Exercise brief → Which lines in the records below contain the word "sitting"? Copy each one out.

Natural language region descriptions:
=== Section Start ===

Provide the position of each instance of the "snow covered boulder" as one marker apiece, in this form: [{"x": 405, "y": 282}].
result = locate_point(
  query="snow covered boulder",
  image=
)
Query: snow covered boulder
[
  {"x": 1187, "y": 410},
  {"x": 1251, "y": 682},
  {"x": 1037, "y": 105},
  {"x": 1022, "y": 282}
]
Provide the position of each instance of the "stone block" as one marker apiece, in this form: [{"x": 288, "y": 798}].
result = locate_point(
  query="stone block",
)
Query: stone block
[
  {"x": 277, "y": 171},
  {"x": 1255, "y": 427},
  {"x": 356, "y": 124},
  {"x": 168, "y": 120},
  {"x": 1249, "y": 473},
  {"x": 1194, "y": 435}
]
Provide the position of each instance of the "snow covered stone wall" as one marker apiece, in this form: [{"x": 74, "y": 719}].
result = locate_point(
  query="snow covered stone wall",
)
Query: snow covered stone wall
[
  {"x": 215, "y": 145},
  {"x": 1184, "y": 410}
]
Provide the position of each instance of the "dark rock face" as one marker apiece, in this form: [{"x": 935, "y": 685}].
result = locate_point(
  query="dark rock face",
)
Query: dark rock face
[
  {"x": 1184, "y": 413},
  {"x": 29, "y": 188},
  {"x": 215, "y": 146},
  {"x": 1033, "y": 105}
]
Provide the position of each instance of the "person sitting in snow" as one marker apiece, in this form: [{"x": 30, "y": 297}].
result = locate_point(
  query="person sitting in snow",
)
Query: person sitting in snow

=== Section End ===

Expected output →
Provide the position of each instance of the "person sitting in snow" as one marker apiece, in this form: [{"x": 30, "y": 297}].
  query="person sitting in snow",
Query: person sitting in snow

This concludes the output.